AUSZUG >>

━━━━━━━━━━

Einkaufen in Caracas
von Anne Vigna
Altamira, ein schickes Stadtviertel im Osten von Caracas. Alejandra betritt zum vierten Mal an diesem Tag einen Supermarkt. Ihre Mutter hat gerade angerufen und erklärt, dort gäbe es Toilettenpapier, „ganz sicher“! „Und wenn du Maismehl findest, nimm so viel du kriegen kannst.“ Tatsächlich steht da ein Stapel mit Toilettenpapierrollen wie eine Trophäe mitten in der ersten Reihe. „Endlich“, seufzt Alejandra und schickt ihrer Mutter sofort eine Victory-SMS. Der Preis ist viermal so hoch wie der staatlich festgelegte, der Supermarkt verkauft also illegal, aber das ist Alejandra egal. Sie füllt einen Einkaufswagen mit Paketen zu je zwölf Rollen, wirft einen kurzen Blick auf das leere Mehlregal und geht zur Kasse.
Dort stehen schon andere Kunden an und geben die Ergebnisse ihrer Analysen der Lage zum Besten: „Inflation“, „Rationierung“, „Betrug“. „Wann ist endlich Schluss mit der Inflation?“, ruft einer. „Wenn wir eine neue Regierung haben“, antwortet die Frau neben ihm. „Die brauchen wir auch, wenn es nichts mehr zu kaufen gibt. Das kann ja nicht mehr so weitergehen“, meint eine dritte. Da lächeln sie alle.

━━━━━━━━━━

ÜBUNGSMATERIAL >>
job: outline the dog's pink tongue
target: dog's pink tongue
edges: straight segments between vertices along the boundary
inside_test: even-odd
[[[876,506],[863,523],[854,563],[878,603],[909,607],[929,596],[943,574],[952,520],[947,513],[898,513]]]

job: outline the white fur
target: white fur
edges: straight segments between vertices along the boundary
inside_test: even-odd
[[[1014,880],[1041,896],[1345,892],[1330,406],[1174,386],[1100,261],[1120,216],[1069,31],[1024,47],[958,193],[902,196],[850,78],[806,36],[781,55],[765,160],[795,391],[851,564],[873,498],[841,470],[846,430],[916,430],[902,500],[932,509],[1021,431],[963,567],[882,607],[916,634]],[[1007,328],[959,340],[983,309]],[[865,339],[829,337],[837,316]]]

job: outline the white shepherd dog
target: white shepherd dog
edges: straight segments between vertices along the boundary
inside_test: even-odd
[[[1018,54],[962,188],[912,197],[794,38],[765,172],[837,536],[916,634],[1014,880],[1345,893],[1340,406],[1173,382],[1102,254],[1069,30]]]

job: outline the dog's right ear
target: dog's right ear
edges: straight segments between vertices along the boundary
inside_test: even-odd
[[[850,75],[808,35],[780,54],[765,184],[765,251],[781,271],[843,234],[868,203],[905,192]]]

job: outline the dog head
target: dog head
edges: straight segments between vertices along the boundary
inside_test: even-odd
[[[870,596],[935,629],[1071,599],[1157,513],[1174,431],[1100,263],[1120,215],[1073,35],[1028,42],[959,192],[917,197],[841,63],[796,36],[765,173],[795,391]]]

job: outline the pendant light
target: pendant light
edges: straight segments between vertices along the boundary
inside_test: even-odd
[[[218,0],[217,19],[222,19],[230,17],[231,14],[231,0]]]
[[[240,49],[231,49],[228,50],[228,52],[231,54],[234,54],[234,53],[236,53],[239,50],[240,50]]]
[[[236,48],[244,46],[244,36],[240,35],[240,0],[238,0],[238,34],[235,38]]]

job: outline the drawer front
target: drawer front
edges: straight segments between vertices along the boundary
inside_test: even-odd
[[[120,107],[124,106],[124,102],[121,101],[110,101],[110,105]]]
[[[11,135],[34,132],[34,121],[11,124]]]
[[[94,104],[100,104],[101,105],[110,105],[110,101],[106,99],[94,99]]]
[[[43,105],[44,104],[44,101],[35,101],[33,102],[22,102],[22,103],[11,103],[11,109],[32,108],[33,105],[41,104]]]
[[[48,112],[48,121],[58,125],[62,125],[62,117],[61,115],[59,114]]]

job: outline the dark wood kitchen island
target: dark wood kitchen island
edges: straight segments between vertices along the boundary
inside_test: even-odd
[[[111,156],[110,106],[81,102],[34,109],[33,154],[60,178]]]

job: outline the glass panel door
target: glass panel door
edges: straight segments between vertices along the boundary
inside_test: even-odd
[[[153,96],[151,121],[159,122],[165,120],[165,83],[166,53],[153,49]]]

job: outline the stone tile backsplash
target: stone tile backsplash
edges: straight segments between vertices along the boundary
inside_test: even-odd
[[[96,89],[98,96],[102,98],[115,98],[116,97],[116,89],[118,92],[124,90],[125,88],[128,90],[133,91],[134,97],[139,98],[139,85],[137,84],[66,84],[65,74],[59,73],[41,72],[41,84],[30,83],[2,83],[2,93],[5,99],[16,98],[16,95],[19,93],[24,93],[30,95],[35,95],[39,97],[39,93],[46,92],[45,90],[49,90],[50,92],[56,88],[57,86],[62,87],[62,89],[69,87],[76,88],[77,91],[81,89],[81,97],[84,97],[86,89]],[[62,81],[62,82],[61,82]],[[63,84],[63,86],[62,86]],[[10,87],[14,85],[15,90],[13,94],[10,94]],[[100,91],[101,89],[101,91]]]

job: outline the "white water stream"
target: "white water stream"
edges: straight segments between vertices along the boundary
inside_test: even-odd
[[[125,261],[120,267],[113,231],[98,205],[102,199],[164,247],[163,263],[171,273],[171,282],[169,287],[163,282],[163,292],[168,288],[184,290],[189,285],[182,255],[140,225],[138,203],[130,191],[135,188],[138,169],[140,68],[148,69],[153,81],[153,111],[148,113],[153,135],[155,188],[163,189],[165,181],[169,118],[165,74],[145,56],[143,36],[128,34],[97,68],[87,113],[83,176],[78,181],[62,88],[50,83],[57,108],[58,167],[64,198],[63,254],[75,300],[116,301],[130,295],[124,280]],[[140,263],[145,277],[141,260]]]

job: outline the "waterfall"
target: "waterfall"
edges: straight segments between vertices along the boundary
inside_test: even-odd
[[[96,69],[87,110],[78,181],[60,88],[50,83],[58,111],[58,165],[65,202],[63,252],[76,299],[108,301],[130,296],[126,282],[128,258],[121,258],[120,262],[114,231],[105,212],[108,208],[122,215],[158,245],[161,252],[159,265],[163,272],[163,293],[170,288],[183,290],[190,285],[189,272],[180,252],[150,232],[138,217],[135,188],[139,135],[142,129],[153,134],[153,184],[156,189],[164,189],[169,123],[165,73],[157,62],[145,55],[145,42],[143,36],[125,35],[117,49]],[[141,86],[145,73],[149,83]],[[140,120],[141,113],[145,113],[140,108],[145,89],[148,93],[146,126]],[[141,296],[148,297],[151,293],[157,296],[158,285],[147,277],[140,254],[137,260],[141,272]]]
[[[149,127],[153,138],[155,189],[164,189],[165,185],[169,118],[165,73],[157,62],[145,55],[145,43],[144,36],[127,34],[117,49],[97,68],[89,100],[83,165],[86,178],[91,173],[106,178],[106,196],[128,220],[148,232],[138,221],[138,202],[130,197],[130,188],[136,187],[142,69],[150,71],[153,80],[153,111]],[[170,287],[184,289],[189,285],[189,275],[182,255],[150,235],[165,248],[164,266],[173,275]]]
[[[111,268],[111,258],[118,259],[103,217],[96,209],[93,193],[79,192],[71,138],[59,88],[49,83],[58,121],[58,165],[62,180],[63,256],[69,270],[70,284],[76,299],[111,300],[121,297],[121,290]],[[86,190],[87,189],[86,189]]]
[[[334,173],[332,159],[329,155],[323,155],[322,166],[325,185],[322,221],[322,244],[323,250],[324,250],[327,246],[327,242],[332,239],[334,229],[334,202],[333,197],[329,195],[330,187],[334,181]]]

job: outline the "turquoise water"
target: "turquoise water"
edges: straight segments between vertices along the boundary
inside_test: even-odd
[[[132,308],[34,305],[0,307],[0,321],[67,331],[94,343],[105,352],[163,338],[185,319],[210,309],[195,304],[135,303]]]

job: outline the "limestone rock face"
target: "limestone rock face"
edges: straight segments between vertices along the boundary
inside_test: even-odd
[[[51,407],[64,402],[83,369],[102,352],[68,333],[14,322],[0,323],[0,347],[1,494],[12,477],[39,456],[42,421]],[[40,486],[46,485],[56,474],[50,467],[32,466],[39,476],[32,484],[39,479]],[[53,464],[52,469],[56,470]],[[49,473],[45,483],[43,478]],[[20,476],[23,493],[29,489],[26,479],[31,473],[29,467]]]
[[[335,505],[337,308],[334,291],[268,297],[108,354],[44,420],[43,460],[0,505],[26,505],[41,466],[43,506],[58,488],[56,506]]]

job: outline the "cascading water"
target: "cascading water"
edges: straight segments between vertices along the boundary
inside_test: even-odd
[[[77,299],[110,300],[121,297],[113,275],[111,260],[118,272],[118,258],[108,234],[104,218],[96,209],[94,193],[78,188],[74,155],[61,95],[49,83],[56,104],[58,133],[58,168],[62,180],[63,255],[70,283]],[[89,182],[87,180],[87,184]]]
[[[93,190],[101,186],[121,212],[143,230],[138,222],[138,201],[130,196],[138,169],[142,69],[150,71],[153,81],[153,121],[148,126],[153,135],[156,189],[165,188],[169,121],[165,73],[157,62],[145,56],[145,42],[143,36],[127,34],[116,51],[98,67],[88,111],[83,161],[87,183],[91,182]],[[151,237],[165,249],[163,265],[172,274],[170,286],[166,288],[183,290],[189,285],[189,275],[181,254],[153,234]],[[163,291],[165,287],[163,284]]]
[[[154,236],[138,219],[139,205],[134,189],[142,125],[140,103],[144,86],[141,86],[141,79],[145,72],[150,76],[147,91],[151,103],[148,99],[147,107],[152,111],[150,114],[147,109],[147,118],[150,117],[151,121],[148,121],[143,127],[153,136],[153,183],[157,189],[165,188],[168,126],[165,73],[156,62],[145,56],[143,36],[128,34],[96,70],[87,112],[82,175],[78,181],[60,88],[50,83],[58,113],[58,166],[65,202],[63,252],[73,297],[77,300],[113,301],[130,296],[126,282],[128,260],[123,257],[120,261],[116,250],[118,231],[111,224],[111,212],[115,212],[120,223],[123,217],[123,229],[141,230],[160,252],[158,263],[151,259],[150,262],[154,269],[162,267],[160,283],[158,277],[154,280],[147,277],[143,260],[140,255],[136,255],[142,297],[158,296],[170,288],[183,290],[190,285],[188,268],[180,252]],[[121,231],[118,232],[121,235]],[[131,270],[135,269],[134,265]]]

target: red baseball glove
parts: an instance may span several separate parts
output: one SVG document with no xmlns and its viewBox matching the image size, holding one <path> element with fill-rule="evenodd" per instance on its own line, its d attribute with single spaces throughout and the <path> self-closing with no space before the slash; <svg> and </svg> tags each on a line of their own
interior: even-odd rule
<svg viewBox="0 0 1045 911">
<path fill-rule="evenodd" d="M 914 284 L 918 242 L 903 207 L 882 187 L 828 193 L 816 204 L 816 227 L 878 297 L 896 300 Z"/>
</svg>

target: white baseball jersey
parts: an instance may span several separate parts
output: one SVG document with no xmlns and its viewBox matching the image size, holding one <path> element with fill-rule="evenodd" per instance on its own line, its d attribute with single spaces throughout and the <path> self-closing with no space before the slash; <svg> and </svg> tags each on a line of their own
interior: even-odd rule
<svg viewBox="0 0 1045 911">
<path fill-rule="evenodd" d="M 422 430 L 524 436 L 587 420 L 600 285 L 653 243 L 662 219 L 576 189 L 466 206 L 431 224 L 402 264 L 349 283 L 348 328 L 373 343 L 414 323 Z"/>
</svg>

━━━━━━━━━━

AUFGABEN >>
a – Erkläre in ein bis drei Sätzen, warum der Supermarkt im Auszug über das Einkaufen in Caracas illegal verkauft.
b – Liste jede Zeile auf, in der das Wort „pink“ vorkommt.
Die Zeilen stehen in keinem Zusammenhang mit dem Auszug.

LÖSUNGEN >>
a – Der Supermarkt verlangt für das Toilettenpapier viermal so viel wie den staatlich festgelegten Preis. Deshalb verkauft er illegal.

b –
job: outline the dog's pink tongue
target: dog's pink tongue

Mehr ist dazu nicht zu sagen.